======== Data extract ========
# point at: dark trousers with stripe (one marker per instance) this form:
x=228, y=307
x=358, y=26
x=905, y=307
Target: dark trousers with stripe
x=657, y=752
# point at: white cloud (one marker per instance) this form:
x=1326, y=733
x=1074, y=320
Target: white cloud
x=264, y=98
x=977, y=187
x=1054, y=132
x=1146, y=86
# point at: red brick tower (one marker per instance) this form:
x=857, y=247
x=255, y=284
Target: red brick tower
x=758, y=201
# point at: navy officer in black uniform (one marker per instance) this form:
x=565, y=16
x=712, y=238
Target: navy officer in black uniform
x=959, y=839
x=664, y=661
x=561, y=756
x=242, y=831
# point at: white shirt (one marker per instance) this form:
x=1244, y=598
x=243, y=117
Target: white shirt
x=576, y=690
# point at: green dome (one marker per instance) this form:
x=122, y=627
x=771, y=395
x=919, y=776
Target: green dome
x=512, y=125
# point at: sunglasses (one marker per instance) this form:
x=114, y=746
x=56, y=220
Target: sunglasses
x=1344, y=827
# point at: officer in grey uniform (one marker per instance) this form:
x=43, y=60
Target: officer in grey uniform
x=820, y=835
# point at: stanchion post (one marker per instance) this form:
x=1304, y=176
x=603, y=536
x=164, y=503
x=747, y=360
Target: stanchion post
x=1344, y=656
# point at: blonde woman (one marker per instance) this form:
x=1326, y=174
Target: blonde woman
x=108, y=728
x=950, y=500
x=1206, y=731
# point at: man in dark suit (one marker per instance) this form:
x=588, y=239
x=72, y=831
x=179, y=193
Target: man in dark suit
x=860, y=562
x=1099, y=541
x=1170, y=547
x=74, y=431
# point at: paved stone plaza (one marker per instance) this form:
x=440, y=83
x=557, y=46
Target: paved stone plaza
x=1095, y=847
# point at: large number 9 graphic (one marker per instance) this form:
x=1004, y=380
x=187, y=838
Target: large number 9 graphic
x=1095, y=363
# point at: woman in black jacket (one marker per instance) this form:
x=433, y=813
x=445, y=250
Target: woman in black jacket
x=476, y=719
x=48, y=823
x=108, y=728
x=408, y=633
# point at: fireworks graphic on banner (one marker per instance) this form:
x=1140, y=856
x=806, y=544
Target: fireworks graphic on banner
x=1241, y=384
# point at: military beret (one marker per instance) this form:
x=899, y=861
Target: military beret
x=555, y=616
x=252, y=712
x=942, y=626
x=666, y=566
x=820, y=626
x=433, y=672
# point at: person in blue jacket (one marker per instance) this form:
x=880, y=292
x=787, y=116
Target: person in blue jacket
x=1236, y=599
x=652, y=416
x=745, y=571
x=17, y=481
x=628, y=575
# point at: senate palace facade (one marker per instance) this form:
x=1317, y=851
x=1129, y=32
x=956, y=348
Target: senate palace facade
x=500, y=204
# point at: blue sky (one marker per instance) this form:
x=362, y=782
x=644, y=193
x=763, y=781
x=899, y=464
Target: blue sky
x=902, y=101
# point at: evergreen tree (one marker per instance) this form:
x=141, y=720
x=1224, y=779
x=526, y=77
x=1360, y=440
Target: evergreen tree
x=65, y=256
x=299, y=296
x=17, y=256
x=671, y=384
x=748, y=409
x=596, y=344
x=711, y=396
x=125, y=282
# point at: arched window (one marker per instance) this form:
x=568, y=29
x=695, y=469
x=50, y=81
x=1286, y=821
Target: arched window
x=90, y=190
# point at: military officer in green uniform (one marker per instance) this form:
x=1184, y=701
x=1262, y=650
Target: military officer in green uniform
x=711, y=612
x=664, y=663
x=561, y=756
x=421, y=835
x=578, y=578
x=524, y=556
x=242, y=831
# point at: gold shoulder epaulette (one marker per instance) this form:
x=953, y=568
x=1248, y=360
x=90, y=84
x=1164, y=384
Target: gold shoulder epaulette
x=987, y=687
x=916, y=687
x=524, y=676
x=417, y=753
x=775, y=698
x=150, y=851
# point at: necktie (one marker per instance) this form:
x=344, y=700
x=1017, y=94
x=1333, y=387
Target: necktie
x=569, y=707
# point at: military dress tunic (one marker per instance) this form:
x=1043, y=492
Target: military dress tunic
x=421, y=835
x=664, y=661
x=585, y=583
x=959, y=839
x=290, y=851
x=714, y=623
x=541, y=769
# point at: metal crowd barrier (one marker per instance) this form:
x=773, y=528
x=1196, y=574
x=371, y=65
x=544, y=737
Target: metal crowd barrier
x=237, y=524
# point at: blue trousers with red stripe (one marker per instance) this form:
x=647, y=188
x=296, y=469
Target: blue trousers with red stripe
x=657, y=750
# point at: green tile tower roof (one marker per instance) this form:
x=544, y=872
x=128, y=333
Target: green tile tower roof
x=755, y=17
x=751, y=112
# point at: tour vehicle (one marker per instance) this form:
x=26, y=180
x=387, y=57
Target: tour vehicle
========
** What to do **
Give back exactly the lines from the beginning of the records through the line containing "x=1074, y=320", and only those.

** Your solution **
# point at: dark trousers with stripe (one marker per instance) this form:
x=228, y=307
x=358, y=26
x=905, y=307
Target: dark trousers with stripe
x=657, y=752
# point at: white cloud (one marker per instance) this form:
x=1326, y=733
x=1074, y=320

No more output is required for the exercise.